## Your goal:
Count the lines in the entries below that contain the string "house", treating uppercase and lowercase as different. Reply with the number only.

[Start Records for this task]

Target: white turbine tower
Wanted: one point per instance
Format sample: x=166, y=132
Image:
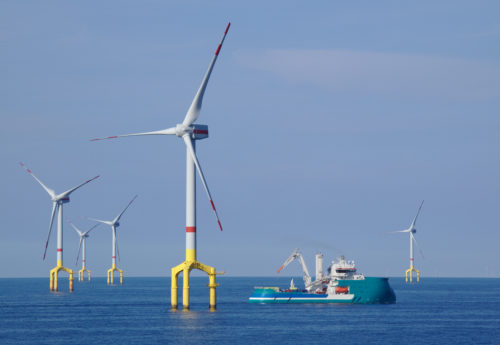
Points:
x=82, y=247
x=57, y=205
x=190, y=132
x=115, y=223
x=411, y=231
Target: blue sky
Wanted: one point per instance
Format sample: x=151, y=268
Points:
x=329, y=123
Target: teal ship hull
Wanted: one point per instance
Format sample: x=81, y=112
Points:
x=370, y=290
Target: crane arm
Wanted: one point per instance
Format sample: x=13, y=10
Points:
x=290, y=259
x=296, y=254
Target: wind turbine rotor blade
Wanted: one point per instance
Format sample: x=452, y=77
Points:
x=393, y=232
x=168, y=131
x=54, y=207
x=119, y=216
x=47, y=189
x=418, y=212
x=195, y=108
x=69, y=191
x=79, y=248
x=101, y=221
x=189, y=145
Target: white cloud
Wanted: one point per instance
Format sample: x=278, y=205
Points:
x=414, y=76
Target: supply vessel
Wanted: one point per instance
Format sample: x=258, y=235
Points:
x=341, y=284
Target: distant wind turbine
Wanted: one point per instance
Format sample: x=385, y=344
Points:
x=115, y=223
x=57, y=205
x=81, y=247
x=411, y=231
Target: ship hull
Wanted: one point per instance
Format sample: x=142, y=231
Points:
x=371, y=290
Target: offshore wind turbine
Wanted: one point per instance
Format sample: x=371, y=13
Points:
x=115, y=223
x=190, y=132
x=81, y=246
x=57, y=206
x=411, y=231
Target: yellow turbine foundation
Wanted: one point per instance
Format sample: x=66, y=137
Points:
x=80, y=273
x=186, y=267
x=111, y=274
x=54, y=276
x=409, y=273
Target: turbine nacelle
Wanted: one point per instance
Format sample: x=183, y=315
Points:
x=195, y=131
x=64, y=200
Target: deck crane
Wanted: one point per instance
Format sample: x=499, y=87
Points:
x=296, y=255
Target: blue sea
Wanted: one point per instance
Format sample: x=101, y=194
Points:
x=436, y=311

[End Records for this task]
[Start Records for this task]

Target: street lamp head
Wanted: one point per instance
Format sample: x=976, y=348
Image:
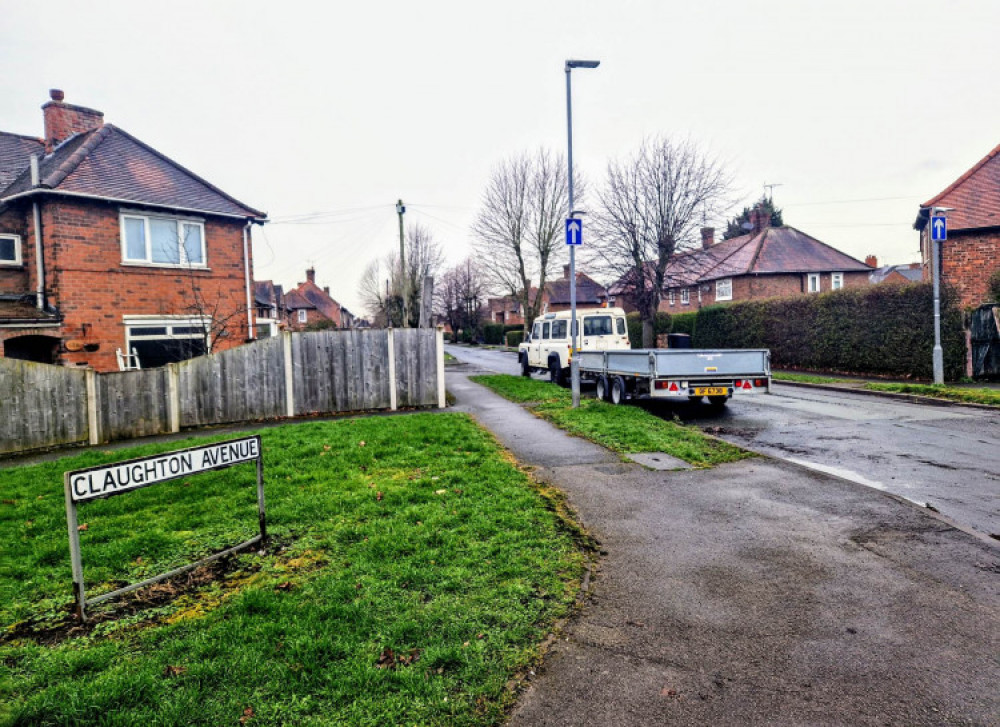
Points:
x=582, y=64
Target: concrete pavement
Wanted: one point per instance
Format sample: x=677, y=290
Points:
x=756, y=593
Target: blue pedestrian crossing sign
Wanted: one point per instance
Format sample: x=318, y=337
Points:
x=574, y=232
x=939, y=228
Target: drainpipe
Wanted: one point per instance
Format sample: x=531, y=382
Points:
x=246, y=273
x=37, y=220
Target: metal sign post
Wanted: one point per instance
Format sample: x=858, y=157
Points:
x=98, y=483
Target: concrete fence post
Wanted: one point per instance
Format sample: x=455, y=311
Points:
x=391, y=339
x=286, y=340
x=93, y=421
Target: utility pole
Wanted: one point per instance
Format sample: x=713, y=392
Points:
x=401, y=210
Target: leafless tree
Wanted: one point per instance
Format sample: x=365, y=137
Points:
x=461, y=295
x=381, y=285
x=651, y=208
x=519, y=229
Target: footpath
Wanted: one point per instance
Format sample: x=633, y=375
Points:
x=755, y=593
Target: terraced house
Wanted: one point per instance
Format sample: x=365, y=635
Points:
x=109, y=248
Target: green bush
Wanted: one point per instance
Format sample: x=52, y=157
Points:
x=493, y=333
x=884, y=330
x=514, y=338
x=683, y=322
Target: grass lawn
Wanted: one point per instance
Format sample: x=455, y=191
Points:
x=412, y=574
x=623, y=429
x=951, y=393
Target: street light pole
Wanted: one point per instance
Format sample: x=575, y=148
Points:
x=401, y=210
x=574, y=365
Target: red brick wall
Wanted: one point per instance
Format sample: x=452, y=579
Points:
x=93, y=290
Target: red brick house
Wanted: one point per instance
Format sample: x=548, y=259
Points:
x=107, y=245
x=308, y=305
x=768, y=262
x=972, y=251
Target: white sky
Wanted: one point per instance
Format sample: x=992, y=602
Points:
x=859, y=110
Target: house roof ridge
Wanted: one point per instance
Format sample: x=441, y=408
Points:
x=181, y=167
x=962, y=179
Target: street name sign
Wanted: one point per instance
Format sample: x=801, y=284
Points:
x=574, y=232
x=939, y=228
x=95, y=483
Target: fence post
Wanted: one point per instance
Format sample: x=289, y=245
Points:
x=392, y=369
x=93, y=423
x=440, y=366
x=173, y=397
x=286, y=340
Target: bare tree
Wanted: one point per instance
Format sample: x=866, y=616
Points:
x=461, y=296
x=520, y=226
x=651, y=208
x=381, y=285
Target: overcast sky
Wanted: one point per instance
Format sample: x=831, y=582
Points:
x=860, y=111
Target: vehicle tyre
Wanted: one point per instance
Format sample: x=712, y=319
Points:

[End Records for this task]

## Task output:
3